- **Required work**:
1) Repeat everything in the debate excerpt from "Lord Lucas of" down to "an earlier stage.".
2) In the debate excerpt, why does Lord Lucas of Chilworth thank the Minister on behalf of Lord Crickhowell and Lord Mills rather than their doing it themselves? Answer in one to three sentences.
3) Supply the next part of the House of Lords debate excerpt, carrying on after its final line.

- **Reading text**:
Lord Lucas of Chilworth

My Lords, my noble friends Lord Crickhowell and Lord Mills regret that they are unable to be present this evening. I know that they would wish to thank my noble friend the Minister for his further consideration of the suggestions that they made at an earlier stage.

On Question, amendment agreed to.

Viscount Ullswater moved Amendment No. 46:

Page 234, line 38, at end insert:

(" .—(1) Section 73 of that Act (power to make ordinary and emergency drought orders) shall be amended in accordance with the following provisions of this paragraph.

(2) In subsection (1) (power to make ordinary drought orders) for the words from the beginning to "then" there shall be substituted the words— (1) If the Secretary of State is satisfied that, by reason of an exceptional shortage of rain, there exists or is threatened—

  1. (a) a serious deficiency of supplies of water in any area, or
  2. 1109
  3. (b) such a deficiency in the flow or level of water in any inland waters as to pose a serious threat to any of the flora or fauna which are dependent on those waters, then,".

(3) In subsection (3) (power to make drought order not to be exercisable except where an application is made by the National Rivers Authority or a water undertaker)—

  1. (a) for the words "except where" there shall be substituted the word "unless"; and
  2. (b) at the beginning of paragraph (b) (water undertakers) there shall be inserted the words "except in the case of an ordinary drought order under subsection (1) (b) above,".").

On Question, amendment agreed to.

Schedule 20 [Repeals and revocations]:

Viscount Ullswater moved Amendment No. 47:

Page 265, line 13, column 3, leave out from ("section") to ("the") in line 16 and insert ("11A(6) (b),").

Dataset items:

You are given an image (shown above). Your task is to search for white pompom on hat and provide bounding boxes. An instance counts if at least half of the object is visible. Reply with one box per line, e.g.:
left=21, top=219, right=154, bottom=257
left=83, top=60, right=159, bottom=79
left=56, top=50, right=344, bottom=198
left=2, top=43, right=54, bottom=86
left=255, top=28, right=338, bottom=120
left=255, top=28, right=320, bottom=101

- **Written responses**:
1)
Lord Lucas of Chilworth

My Lords, my noble friends Lord Crickhowell and Lord Mills regret that they are unable to be present this evening. I know that they would wish to thank my noble friend the Minister for his further consideration of the suggestions that they made at an earlier stage.

2) Lord Crickhowell and Lord Mills are unable to be present that evening. Lord Lucas therefore conveys their wish to thank the Minister for his further consideration of the suggestions they made at an earlier stage.

3)
The noble Viscount said: My Lords, I spoke to this amendment with Amendment No. 33. I beg to move.

On Question, amendment agreed to.

An amendment (privilege) made.

9.10 p.m.

Viscount Ullswater

My Lords, I beg to move that this Bill do now pass.

On Second Reading, there was a broad general welcome for the Bill from many noble Lords. I was grateful for that because I believe that this is an important piece of legislation, and a most important subject. Throughout the progress of the Bill through your Lordships' House, there has also been general agreement with the principles brought forward in the Bill, although there have been a number of areas where the specific approaches that we have sought have differed.

I should very much like to thank all noble Lords on all sides of the House for the interest that has been shown in the important topics that have been covered by the Bill, for the time that noble Lords have taken in considering those issues, including the late nights that some of us have spent here in the Chamber; and for the contributions that have been made towards the development, and often the real improvement, of the Bill as a whole.

I believe that the progress of the Bill through your Lordships' House has been productive. We have debated many issues and I hope that the Government have been able to meet many of the concerns which noble Lords have raised. We have attempted to respond in various ways to the questions which your Lordships have brought forward.

The Government have responded to a number of issues that have been raised about the environment agency and Scottish environment protection agency. The establishment of the agencies is a vital part of the Bill and should provide the way ahead for a more integrated approach to environmental protection across all the environmental media. We have provided a strategic purpose for the environment agency under Clause 4 of the Bill. We have considered the points raised by your Lordships about statutory consultation on, and publication of, the guidance under Clauses 4 and 29. We have brought forward an amendment today in response to the strength of feeling that guidance under those clauses should be subject to parliamentary scrutiny.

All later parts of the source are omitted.